DO THIS: Return the passage of the factory fire article starting at "Factory fire firm" and ending at "reported on Tuesday.", copied word for word.

TEXT EXTRACT:
^^^^^^^^^^^^^^^^
Factory fire firm offers less than €1,500 a death

Published: 23 Oct 2012 15:00 GMT+02:00
Updated: 23 Oct 2012 15:00 GMT+02:00

The firm only admitted having a connection with the disaster after non-governmental organisations revealed it was an important contractor for Ali Enterprises, which ran the factory.

Kik stocked its shops on high streets across Germany with €15.99-a-pair jeans made at the Karachi factory, where around 1,500 people worked across three storeys with just four exits and a serious lack of basic safety measures.

It burned to the ground in early September, killing more than 259 workers who were trapped inside and leaving their families destitute.

After Kik was named as a potential customer, it emerged that the company was actually the major contractor of Ali Enterprises, Der Spiegel reported on Tuesday.

Kik has admitted issuing 75 percent of the firm’s contracts, while workers at Ali Enterprises say “at least 90 percent” of their work was for the German discounter, the magazine said.
^^^^^^^^^^^^^^^^
INFORMATION SUPPLIED:
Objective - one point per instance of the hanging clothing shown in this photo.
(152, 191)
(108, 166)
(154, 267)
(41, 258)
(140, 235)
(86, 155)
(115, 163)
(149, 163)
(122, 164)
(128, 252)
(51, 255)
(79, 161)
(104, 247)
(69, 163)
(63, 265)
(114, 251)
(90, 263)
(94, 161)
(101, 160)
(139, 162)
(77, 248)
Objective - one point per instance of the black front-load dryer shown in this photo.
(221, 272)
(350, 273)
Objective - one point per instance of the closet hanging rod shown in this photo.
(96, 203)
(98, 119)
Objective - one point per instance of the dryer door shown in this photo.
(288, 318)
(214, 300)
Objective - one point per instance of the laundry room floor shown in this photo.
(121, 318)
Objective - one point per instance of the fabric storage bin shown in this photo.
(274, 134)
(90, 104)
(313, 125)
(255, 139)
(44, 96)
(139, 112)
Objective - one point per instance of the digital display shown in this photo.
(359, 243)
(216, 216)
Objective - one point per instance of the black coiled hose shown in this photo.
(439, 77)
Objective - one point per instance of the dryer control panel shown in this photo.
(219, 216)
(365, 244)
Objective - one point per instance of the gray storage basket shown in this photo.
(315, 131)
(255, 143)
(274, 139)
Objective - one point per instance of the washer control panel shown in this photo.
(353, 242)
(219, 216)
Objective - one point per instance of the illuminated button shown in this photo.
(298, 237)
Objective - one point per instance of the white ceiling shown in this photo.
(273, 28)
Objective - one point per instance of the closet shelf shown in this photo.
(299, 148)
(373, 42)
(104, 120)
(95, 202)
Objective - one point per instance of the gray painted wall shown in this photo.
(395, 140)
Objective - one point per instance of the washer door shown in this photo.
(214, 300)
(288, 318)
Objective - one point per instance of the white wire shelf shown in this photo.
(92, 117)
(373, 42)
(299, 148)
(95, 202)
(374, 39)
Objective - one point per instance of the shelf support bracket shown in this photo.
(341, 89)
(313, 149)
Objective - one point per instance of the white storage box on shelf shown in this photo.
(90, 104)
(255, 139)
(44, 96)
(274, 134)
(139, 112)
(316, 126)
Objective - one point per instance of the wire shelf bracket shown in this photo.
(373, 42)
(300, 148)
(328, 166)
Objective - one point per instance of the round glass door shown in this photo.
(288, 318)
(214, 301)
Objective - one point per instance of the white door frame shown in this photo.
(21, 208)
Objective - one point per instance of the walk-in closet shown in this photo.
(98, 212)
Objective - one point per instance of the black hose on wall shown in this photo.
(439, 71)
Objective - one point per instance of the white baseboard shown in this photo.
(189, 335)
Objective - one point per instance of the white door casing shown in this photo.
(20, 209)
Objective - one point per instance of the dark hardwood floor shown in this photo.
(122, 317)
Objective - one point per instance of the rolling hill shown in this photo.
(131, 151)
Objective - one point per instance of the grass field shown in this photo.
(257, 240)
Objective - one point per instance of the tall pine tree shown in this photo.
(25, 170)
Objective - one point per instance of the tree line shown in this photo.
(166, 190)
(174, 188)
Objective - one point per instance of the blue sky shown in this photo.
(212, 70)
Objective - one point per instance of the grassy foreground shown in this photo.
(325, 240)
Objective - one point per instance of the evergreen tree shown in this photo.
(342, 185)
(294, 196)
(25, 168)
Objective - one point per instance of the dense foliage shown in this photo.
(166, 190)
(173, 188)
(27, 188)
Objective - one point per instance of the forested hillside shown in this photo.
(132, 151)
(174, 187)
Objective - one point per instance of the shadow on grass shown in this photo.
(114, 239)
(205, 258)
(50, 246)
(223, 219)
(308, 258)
^^^^^^^^^^^^^^^^
ANSWER TO THIS PROBLEM:
Factory fire firm offers less than €1,500 a death

Published: 23 Oct 2012 15:00 GMT+02:00
Updated: 23 Oct 2012 15:00 GMT+02:00

The firm only admitted having a connection with the disaster after non-governmental organisations revealed it was an important contractor for Ali Enterprises, which ran the factory.

Kik stocked its shops on high streets across Germany with €15.99-a-pair jeans made at the Karachi factory, where around 1,500 people worked across three storeys with just four exits and a serious lack of basic safety measures.

It burned to the ground in early September, killing more than 259 workers who were trapped inside and leaving their families destitute.

After Kik was named as a potential customer, it emerged that the company was actually the major contractor of Ali Enterprises, Der Spiegel reported on Tuesday.